Gusjigang Itulah Warisanmu

Gusjigang Itulah Warisanmu

Siang hari Sabtu tanggal 12 Oktober, matahari serasa lima jengkal saja berada di atas kepala, namun hal ini tidak membuat sesak dan resah laiknya drama harian Ibu Kota yang menciptakan para penghuni tidak sabaran dan ringan marah.

Terpaan mmentaritak menyurutkan keinginan kami menjelajah lebih dari semua lini kota yang dijuluki Kota Kretek dan Kota Sunan ini. Sekitar pukul tiga sore selepas Azizah, Aida, Lisa, Halimah dan Saya menikmati Selat Solo Kudus (makanan unik dengan isian utama daging sapi yang dibentuk seperti bola-bola bakso dilengkapi kentang rebus dan goreng, kemudian ditambah irisan wortel, buncis dengan potongan proporsional juga daun lotus yang disiram memakai kuah asam, pedas, manis dan juga sentuhan mayones membuat makanan ini sangat spektakuler pecah untuk pertama kalinya menelisik dinding lidah para penikmatnya), khususnya Saya dan Halimah dirayu oleh Lisa untuk mengunjungi Museum Jenang Gusjigang. Saya dan kawan saya tidak menjadikan nama tersebut menjadi salah satu objek kunjungan kami selama di Kota Santri ini. Dengan agak ogah-ogahan kami pun menuruti ajakan Lisa.

•••••

### TUGAS ANDA
Tulis lanjutan cerita perjalanan "Gusjigang Itulah Warisanmu" di atas, tepat setelah kalimat terakhirnya.

### BAGIAN DAFTAR
•••••

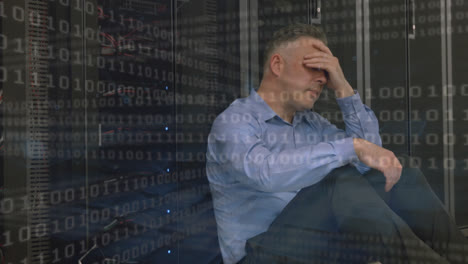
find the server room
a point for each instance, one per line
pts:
(233, 131)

•••••

### HASIL TUGAS
Dengan menaiki dua motor, kami bertiga sampai di Museum Jenang Gusjigang yang tampak awal bukan seperti museum. Benar saja Halimah bertanya heran, “Lisa, katanya kita mau ke museum, kok malah ke pusat oleh-oleh?”. Karena memang benar, penampakan yang terlihat pertama kali adalah bangunan khusus yang di dalamnya seperti hanya menjual oleh-oleh khas kota itu saja. “Udah-udah, kalian ikuti saja aku yo..”, dengan logat Jawa khas Lisa menjawab sambil kami pun mengekor di belakangnya tanpa banyak lagi berbicara.

Kami mulai memasuki area yang memang benar merupakan pusat oleh-oleh, dan langsung terpesona dengan sebuah ruangan tepatnya yang ada di lantai dua itu, sebab disana terdapat sebuah kafe yang lama sudah tidak digunakan namun masih terawat dengan baik. Saat menuruni tangga yang tak begitu tinggi, kami melihat masih ada tempat bartender dilengkapi lampu-lampu gantung kecil di dalam kayu-kayu dan juga beberapa rak yang kemungkinan besar saat itu digunakan untuk menaruh alat-alat atau barang yang diperlukan selama kafe ini masih beroperasi. Dengan dominasi kayu warna cokelat dilengkapi ukiran-ukiran khas, membuat tempat itu sangat instagramable untuk spot foto anak zaman now. Kursi-kursi kayu terjaga bersih dan tersusun rapih, di tambah setiap empat kursi yang dibuat melingkar terdapat satu meja yang dibagian tengah ada payung lebar khas seperti banyak ditemukan saat di pantai.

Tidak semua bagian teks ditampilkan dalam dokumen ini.